- Instructions for the task
When you transcribe the entries below, keep the wording exact and omit the pictures.

BEGIN Provided records

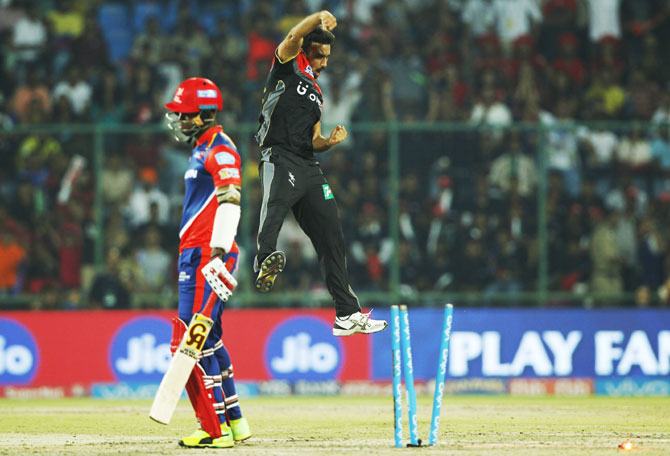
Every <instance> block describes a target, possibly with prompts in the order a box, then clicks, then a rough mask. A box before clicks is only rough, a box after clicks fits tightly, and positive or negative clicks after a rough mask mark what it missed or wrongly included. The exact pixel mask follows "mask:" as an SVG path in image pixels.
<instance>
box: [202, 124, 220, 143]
mask: <svg viewBox="0 0 670 456" xmlns="http://www.w3.org/2000/svg"><path fill="white" fill-rule="evenodd" d="M222 131H223V127H222V126H221V125H216V126H214V127H212V128H210V129H209V130H207V131H206V132H204V133H203V134H202V136H200V137H199V138H198V140H197V141H196V143H195V147H198V146H201V145H203V144H204V143H206V142H209V141H210V140H211V139H212V137H213V136H214V135H216V134H218V133H221V132H222Z"/></svg>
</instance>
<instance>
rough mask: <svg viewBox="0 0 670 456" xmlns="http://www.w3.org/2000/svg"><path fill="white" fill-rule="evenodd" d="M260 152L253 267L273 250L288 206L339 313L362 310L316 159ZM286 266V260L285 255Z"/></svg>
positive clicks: (329, 192) (323, 182)
mask: <svg viewBox="0 0 670 456" xmlns="http://www.w3.org/2000/svg"><path fill="white" fill-rule="evenodd" d="M268 152H269V151H268V150H267V149H266V151H264V153H263V158H262V159H261V162H260V165H259V167H258V174H259V176H260V182H261V190H262V192H263V195H262V203H261V211H260V224H259V227H258V240H257V245H256V247H257V249H258V254H257V256H256V262H255V264H254V268H255V270H256V271H258V265H260V264H261V263H262V262H263V260H264V259H265V258H266V257H267V256H268V255H270V254H271V253H272V252H274V251H275V250H277V236H278V235H279V230H280V229H281V227H282V224H283V223H284V218H285V217H286V214H287V213H288V210H289V209H291V210H292V211H293V215H294V216H295V219H296V220H297V221H298V223H299V224H300V227H301V228H302V230H303V231H304V232H305V234H306V235H307V236H308V237H309V238H310V240H311V241H312V244H313V245H314V249H315V250H316V254H317V257H318V259H319V265H320V267H321V274H322V275H323V277H324V279H325V281H326V287H327V288H328V292H329V293H330V295H331V296H332V297H333V299H334V300H335V313H336V315H337V316H338V317H343V316H346V315H350V314H352V313H354V312H359V311H360V310H361V307H360V304H359V302H358V297H357V296H356V294H355V293H354V291H353V290H352V289H351V285H350V283H349V275H348V273H347V268H346V260H345V244H344V235H343V234H342V226H341V223H340V216H339V213H338V210H337V204H336V203H335V198H334V197H333V192H332V190H331V189H330V186H329V185H328V182H327V181H326V178H325V177H324V175H323V172H322V171H321V168H320V167H319V165H318V163H317V162H316V161H314V162H309V161H307V160H305V159H302V158H300V157H295V158H293V157H287V156H285V155H277V154H273V155H270V154H269V153H268ZM287 263H288V267H290V259H289V260H287Z"/></svg>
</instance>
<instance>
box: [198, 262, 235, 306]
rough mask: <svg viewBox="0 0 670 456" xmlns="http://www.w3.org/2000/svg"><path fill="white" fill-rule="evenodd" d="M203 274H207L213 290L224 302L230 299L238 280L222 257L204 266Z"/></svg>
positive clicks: (210, 283) (202, 270)
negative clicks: (226, 268) (223, 262)
mask: <svg viewBox="0 0 670 456" xmlns="http://www.w3.org/2000/svg"><path fill="white" fill-rule="evenodd" d="M202 274H203V275H204V276H205V280H207V283H208V284H209V286H210V287H212V291H214V293H216V295H217V296H218V297H219V299H221V300H222V301H223V302H226V301H228V298H230V297H231V296H232V295H233V289H234V288H235V287H236V286H237V280H235V277H233V275H232V274H231V273H230V272H228V269H226V265H225V264H223V261H222V260H221V257H216V258H214V259H213V260H212V261H210V262H209V263H207V265H206V266H205V267H204V268H202Z"/></svg>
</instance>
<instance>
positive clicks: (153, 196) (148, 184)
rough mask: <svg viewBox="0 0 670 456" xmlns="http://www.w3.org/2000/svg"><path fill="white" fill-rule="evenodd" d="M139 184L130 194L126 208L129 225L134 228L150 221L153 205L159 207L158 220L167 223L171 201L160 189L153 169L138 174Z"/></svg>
mask: <svg viewBox="0 0 670 456" xmlns="http://www.w3.org/2000/svg"><path fill="white" fill-rule="evenodd" d="M138 177H139V183H138V184H137V185H136V186H135V188H134V189H133V191H132V192H131V194H130V197H129V199H128V203H127V205H126V206H125V214H126V217H127V218H128V222H129V225H130V226H131V227H133V228H136V227H138V226H140V225H141V224H143V223H147V222H148V221H149V220H150V215H151V204H152V203H155V204H156V205H157V206H158V220H159V221H160V223H166V222H167V221H168V218H169V215H170V201H169V200H168V197H167V196H166V195H165V194H164V193H163V192H162V191H161V190H160V189H159V188H158V186H157V183H158V174H157V173H156V170H154V169H153V168H142V169H140V171H139V174H138Z"/></svg>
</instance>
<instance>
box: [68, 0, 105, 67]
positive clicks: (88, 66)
mask: <svg viewBox="0 0 670 456" xmlns="http://www.w3.org/2000/svg"><path fill="white" fill-rule="evenodd" d="M71 47H72V60H71V61H72V63H73V64H74V65H76V66H78V67H79V68H82V69H84V74H85V75H87V76H90V77H95V76H97V72H98V71H102V69H103V67H104V66H105V65H107V64H108V63H109V52H108V50H107V42H106V41H105V37H104V36H103V34H102V29H101V28H100V25H99V24H98V22H97V20H96V17H95V14H93V12H89V13H87V14H86V16H85V17H84V29H83V31H82V33H81V35H79V36H78V37H76V38H75V39H74V40H73V41H72V46H71Z"/></svg>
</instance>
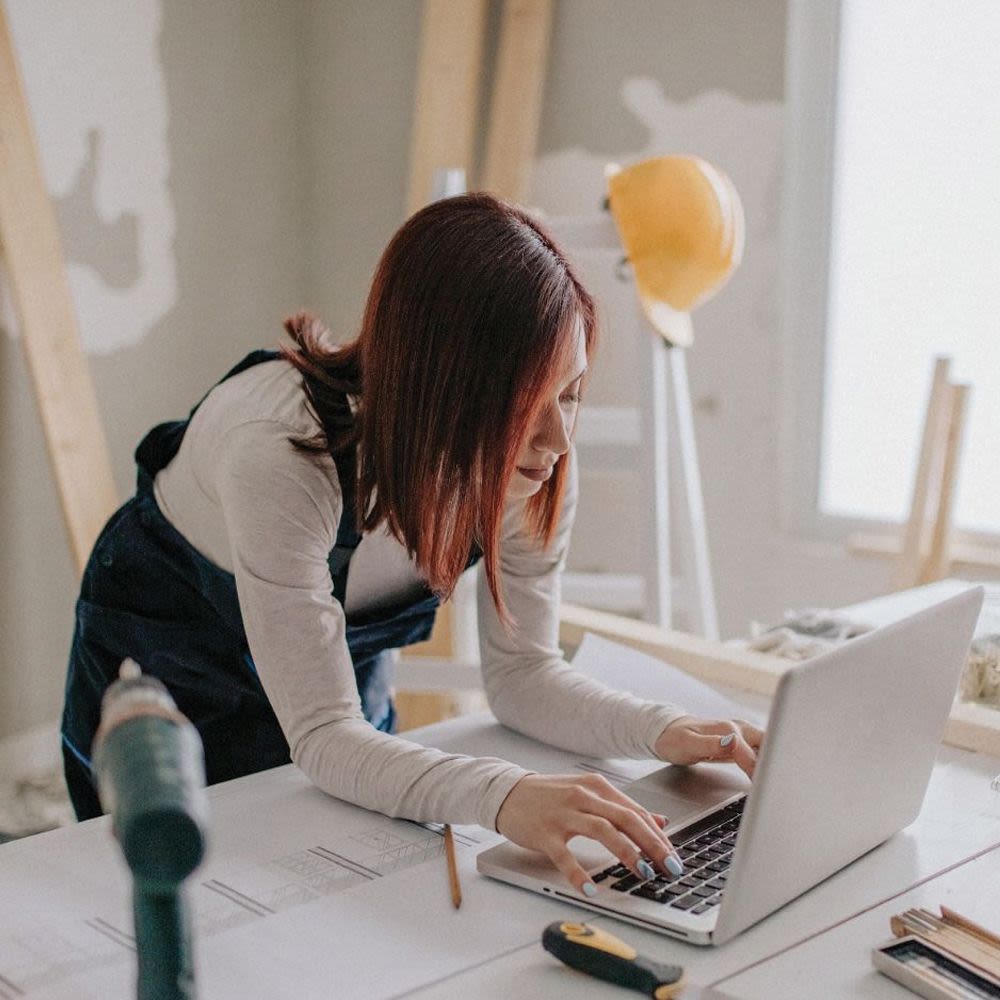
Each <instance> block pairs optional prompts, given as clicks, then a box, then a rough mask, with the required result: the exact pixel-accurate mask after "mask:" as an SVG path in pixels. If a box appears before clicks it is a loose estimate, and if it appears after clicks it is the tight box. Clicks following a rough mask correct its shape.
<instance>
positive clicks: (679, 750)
mask: <svg viewBox="0 0 1000 1000" xmlns="http://www.w3.org/2000/svg"><path fill="white" fill-rule="evenodd" d="M763 738H764V734H763V732H761V730H759V729H758V728H757V727H756V726H752V725H750V723H749V722H744V721H743V720H742V719H699V718H696V717H695V716H693V715H683V716H681V717H680V718H679V719H674V721H673V722H671V723H670V725H669V726H667V728H666V729H664V730H663V732H662V733H660V736H659V738H658V739H657V741H656V746H655V747H654V749H655V750H656V755H657V756H658V757H659V758H660V759H661V760H666V761H669V762H670V763H671V764H696V763H698V762H699V761H703V760H714V761H731V762H732V763H734V764H736V765H738V766H739V767H740V768H742V769H743V771H744V772H746V775H747V777H748V778H752V777H753V769H754V767H755V765H756V763H757V751H758V750H759V749H760V743H761V740H762V739H763Z"/></svg>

END Provided records

- Problem solution
Every <instance> block describes a target, possibly with prompts in the order a box, then clicks, then a rough mask. A box before clicks is only rough, a box after clicks fits tightly, and positive or negative clicks after a rough mask mark what it missed or wrongly included. The exact pixel mask follows "mask:" as an SVG path in image pixels.
<instance>
box: [202, 124, 220, 143]
mask: <svg viewBox="0 0 670 456" xmlns="http://www.w3.org/2000/svg"><path fill="white" fill-rule="evenodd" d="M222 131H223V127H222V126H221V125H216V126H214V127H212V128H210V129H209V130H207V131H206V132H204V133H203V134H202V136H200V137H199V138H198V140H197V141H196V143H195V147H198V146H201V145H203V144H204V143H206V142H209V141H210V140H211V139H212V137H213V136H214V135H216V134H218V133H221V132H222Z"/></svg>
</instance>
<instance>
rough mask: <svg viewBox="0 0 670 456" xmlns="http://www.w3.org/2000/svg"><path fill="white" fill-rule="evenodd" d="M260 152L253 267L273 250L288 206L339 313L362 310L316 159ZM286 266V260L285 255Z"/></svg>
positive clicks: (329, 192) (323, 182)
mask: <svg viewBox="0 0 670 456" xmlns="http://www.w3.org/2000/svg"><path fill="white" fill-rule="evenodd" d="M268 152H269V151H268V150H267V149H266V151H264V153H263V158H262V159H261V162H260V165H259V167H258V174H259V176H260V182H261V190H262V192H263V195H262V203H261V211H260V224H259V227H258V240H257V245H256V247H257V249H258V254H257V256H256V262H255V264H254V268H255V270H256V271H258V265H260V264H261V263H262V262H263V260H264V259H265V258H266V257H267V256H268V255H270V254H271V253H272V252H274V251H275V250H277V236H278V235H279V230H280V229H281V227H282V224H283V223H284V218H285V217H286V214H287V213H288V210H289V209H291V210H292V211H293V215H294V216H295V219H296V220H297V221H298V223H299V224H300V227H301V228H302V230H303V231H304V232H305V234H306V235H307V236H308V237H309V238H310V240H311V241H312V244H313V245H314V249H315V250H316V254H317V257H318V259H319V265H320V267H321V274H322V275H323V277H324V279H325V281H326V287H327V288H328V292H329V293H330V295H331V296H332V297H333V299H334V300H335V313H336V315H337V316H338V317H343V316H346V315H350V314H352V313H354V312H359V311H360V310H361V307H360V304H359V302H358V297H357V296H356V294H355V293H354V291H353V290H352V289H351V285H350V283H349V275H348V273H347V268H346V260H345V244H344V235H343V234H342V226H341V223H340V216H339V213H338V210H337V204H336V203H335V198H334V197H333V192H332V190H331V189H330V186H329V185H328V182H327V181H326V178H325V177H324V175H323V172H322V171H321V168H320V167H319V165H318V163H317V162H316V161H314V162H309V161H307V160H305V159H302V158H300V157H295V158H293V157H287V156H285V155H277V154H273V155H270V154H269V153H268ZM287 263H288V267H290V259H289V260H287Z"/></svg>
</instance>
<instance>
box: [198, 262, 235, 306]
rough mask: <svg viewBox="0 0 670 456" xmlns="http://www.w3.org/2000/svg"><path fill="white" fill-rule="evenodd" d="M203 274H207L213 290L224 302L230 299L238 280L222 257L204 266Z"/></svg>
positive clicks: (210, 283) (202, 270)
negative clicks: (226, 268) (223, 262)
mask: <svg viewBox="0 0 670 456" xmlns="http://www.w3.org/2000/svg"><path fill="white" fill-rule="evenodd" d="M202 274H203V275H204V276H205V280H207V283H208V284H209V286H210V287H212V291H214V293H216V295H217V296H218V297H219V299H221V300H222V301H223V302H226V301H228V298H230V297H231V296H232V295H233V289H234V288H235V287H236V286H237V280H235V277H233V275H232V274H231V273H230V272H228V269H226V265H225V264H223V261H222V260H221V257H216V258H214V259H213V260H212V261H210V262H209V263H207V265H206V266H205V267H204V268H202Z"/></svg>
</instance>
<instance>
positive clicks: (153, 196) (148, 184)
rough mask: <svg viewBox="0 0 670 456" xmlns="http://www.w3.org/2000/svg"><path fill="white" fill-rule="evenodd" d="M139 184L130 194L126 208L129 225L134 228L150 221L153 205L159 207L158 220L167 223L171 201L160 189L153 169L138 174Z"/></svg>
mask: <svg viewBox="0 0 670 456" xmlns="http://www.w3.org/2000/svg"><path fill="white" fill-rule="evenodd" d="M138 177H139V183H138V184H137V185H136V186H135V188H134V189H133V191H132V192H131V194H130V197H129V199H128V203H127V205H126V206H125V214H126V217H127V218H128V222H129V225H130V226H131V227H133V228H136V227H138V226H140V225H141V224H143V223H147V222H148V221H149V220H150V215H151V204H152V203H155V204H156V205H157V206H158V220H159V221H160V223H166V222H167V221H168V218H169V215H170V201H169V200H168V197H167V196H166V195H165V194H164V193H163V192H162V191H161V190H160V189H159V188H158V186H157V183H158V174H157V173H156V170H154V169H153V168H142V169H140V171H139V174H138Z"/></svg>
</instance>
<instance>
box: [68, 0, 105, 67]
positive clicks: (88, 66)
mask: <svg viewBox="0 0 670 456" xmlns="http://www.w3.org/2000/svg"><path fill="white" fill-rule="evenodd" d="M71 47H72V60H71V61H72V63H73V64H74V65H76V66H78V67H79V68H82V69H84V74H85V75H87V76H90V77H95V76H97V72H98V71H102V69H103V67H104V66H105V65H107V64H108V63H109V52H108V50H107V42H106V41H105V37H104V36H103V34H102V29H101V28H100V25H99V24H98V22H97V20H96V17H95V14H93V12H89V13H87V14H86V16H85V17H84V29H83V31H82V33H81V35H79V36H78V37H76V38H75V39H74V40H73V41H72V46H71Z"/></svg>
</instance>
Each <instance> block pairs optional prompts, given as clicks, then a box, then a rough mask, with the required result: the exact pixel-accurate mask after "mask:" as an SVG path in pixels. If a box appears before clicks it is a loose estimate, and if it appears after clicks it is the tight box. Clicks following a rough mask correct its shape.
<instance>
positive clicks: (679, 750)
mask: <svg viewBox="0 0 1000 1000" xmlns="http://www.w3.org/2000/svg"><path fill="white" fill-rule="evenodd" d="M763 738H764V734H763V732H761V730H759V729H758V728H757V727H756V726H752V725H750V723H749V722H744V721H743V720H742V719H699V718H696V717H695V716H693V715H683V716H681V717H680V718H679V719H674V721H673V722H671V723H670V725H669V726H667V728H666V729H664V730H663V732H662V733H660V736H659V738H658V739H657V741H656V746H655V747H654V749H655V750H656V755H657V756H658V757H659V758H660V759H661V760H666V761H669V762H670V763H671V764H696V763H698V762H699V761H703V760H714V761H731V762H732V763H734V764H736V765H738V766H739V767H740V768H742V769H743V771H744V772H746V775H747V777H748V778H752V777H753V769H754V767H755V765H756V763H757V751H758V750H759V749H760V743H761V740H762V739H763Z"/></svg>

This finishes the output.